= Data for review =
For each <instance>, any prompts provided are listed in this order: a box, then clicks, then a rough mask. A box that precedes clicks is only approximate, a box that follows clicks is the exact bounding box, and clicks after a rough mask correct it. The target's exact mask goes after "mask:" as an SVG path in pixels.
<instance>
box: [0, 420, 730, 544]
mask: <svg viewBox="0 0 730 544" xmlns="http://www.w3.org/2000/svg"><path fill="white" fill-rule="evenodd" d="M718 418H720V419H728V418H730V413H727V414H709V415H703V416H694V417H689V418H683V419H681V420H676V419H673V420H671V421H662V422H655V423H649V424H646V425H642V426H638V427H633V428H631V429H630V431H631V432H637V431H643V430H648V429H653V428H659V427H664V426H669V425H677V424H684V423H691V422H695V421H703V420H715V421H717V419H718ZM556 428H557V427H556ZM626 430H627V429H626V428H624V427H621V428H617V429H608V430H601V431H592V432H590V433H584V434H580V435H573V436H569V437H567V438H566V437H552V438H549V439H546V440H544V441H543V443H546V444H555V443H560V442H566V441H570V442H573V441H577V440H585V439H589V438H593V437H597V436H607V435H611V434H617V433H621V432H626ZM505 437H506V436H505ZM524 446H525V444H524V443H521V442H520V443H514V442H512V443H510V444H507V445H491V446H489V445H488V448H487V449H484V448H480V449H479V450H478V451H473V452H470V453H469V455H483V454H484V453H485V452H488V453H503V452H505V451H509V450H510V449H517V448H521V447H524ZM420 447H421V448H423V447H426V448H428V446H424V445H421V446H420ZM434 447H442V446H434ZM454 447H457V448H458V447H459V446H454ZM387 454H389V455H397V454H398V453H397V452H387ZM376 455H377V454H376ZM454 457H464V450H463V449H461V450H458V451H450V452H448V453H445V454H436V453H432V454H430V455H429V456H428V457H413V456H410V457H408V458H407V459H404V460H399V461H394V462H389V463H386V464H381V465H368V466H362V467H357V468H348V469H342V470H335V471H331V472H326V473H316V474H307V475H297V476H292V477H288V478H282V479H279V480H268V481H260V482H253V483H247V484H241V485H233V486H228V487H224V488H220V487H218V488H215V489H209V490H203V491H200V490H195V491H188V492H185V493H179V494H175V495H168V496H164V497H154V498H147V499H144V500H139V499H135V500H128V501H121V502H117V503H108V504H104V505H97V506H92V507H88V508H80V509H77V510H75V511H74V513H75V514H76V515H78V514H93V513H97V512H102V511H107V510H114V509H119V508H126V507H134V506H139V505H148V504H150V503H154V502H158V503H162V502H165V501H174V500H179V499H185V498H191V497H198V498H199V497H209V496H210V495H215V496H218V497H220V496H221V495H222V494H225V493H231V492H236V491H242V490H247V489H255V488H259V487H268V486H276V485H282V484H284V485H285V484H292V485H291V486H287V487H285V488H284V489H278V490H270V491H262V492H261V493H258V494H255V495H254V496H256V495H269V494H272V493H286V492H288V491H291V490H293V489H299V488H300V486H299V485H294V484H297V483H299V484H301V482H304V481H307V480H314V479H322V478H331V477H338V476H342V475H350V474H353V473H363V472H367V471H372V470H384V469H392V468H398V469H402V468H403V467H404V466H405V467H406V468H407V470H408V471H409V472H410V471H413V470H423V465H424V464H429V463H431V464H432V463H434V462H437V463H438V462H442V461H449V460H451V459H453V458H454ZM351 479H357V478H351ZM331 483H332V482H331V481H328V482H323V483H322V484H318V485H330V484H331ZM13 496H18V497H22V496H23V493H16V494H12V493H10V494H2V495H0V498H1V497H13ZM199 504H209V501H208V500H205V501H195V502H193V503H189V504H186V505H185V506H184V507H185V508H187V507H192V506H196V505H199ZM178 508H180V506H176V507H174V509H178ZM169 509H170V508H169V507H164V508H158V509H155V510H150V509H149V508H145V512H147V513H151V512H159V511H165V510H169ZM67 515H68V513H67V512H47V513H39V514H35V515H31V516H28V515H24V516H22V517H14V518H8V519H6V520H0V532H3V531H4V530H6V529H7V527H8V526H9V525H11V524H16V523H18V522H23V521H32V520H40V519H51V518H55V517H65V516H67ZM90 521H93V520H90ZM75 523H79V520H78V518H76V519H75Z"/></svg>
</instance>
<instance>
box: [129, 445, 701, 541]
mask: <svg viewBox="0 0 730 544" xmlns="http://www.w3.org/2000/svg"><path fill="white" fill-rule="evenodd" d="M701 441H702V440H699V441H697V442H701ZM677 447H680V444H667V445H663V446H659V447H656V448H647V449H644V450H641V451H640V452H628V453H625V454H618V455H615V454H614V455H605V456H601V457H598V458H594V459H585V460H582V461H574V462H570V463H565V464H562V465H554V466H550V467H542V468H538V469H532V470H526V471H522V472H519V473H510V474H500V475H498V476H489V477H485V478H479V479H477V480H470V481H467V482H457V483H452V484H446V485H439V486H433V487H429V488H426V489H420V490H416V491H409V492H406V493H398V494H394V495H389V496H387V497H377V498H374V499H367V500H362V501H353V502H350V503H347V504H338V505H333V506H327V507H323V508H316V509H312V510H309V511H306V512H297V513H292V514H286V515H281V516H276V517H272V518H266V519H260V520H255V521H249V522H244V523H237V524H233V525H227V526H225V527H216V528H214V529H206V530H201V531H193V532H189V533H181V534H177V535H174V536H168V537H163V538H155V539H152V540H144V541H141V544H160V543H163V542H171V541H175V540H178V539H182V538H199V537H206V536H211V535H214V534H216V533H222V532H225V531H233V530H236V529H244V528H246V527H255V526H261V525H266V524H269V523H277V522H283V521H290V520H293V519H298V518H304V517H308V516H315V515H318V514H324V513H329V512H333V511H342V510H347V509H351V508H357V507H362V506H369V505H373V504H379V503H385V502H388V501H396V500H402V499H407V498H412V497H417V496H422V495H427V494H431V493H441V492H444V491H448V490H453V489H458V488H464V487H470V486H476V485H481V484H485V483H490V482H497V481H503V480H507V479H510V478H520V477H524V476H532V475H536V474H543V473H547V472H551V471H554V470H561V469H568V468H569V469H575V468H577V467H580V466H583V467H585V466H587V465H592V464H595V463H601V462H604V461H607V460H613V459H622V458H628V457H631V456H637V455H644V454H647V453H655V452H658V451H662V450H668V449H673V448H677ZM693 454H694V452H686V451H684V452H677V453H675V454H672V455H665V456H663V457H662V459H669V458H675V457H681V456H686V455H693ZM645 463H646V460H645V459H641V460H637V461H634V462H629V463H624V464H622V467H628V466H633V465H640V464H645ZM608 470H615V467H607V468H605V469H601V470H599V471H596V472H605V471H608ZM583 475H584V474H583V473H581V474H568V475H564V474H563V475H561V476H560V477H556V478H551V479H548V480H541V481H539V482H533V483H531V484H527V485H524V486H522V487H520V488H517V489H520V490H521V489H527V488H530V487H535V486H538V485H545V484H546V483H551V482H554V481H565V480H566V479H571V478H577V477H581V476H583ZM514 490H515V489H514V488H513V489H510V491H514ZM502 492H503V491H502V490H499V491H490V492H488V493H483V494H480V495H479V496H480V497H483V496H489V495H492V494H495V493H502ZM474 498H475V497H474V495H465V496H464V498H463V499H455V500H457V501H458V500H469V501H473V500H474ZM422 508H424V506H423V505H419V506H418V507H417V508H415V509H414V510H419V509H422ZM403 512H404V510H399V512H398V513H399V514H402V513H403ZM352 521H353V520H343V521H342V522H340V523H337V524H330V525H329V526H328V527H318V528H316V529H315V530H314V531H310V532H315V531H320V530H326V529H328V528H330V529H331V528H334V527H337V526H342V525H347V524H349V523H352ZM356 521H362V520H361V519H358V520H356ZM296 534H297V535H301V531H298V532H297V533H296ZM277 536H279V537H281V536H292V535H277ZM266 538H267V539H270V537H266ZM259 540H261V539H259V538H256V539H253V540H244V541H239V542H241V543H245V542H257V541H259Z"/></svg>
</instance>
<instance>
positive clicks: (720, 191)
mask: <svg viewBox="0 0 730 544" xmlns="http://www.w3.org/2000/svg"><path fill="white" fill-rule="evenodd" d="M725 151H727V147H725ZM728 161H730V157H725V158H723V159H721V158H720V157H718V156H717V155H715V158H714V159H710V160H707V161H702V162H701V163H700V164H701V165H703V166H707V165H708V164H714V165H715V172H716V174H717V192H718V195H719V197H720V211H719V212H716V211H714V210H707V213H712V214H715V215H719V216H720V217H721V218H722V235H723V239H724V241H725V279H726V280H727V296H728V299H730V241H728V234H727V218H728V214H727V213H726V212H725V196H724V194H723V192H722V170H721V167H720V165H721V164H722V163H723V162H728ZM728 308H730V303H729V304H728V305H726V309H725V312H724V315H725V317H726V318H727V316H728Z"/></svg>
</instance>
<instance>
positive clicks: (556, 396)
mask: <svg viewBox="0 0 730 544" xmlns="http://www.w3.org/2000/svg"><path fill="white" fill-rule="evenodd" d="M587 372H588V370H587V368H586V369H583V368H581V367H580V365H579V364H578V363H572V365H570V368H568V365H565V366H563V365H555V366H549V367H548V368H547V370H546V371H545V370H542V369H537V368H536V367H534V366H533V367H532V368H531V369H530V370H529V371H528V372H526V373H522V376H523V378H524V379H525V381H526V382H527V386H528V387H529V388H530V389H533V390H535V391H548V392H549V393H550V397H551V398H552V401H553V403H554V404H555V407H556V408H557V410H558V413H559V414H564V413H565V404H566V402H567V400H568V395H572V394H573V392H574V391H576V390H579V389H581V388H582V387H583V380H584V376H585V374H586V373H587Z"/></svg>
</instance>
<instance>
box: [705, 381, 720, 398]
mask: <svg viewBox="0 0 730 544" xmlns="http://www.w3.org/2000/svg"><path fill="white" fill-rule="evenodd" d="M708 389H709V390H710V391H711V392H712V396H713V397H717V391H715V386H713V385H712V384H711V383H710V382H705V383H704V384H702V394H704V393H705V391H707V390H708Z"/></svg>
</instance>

= Problem description =
Find every line in the data above that contains the word "positive", and copy each of those lines in full.

= Written response =
positive clicks: (720, 191)
positive clicks: (556, 396)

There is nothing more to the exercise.